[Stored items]
—————
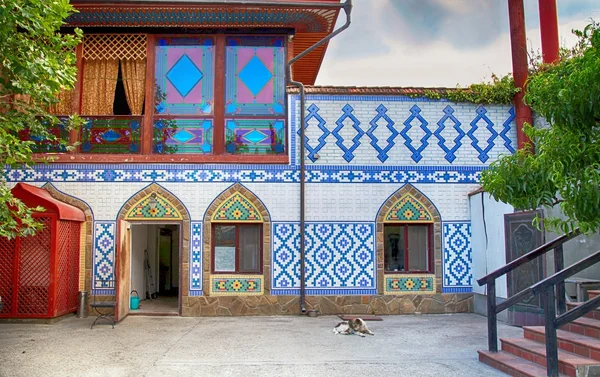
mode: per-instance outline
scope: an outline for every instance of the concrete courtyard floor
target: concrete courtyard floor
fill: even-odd
[[[498,376],[480,363],[486,318],[385,316],[375,336],[334,335],[334,316],[95,317],[0,324],[0,376]],[[500,336],[521,336],[498,324]]]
—————
◆ PROBLEM ◆
Above are the entries; copy every line among them that contains the word "courtyard".

◆ EXERCISE RESPONSE ◆
scope: an outline for every instance of the concrete courtyard floor
target: concrete courtyard floor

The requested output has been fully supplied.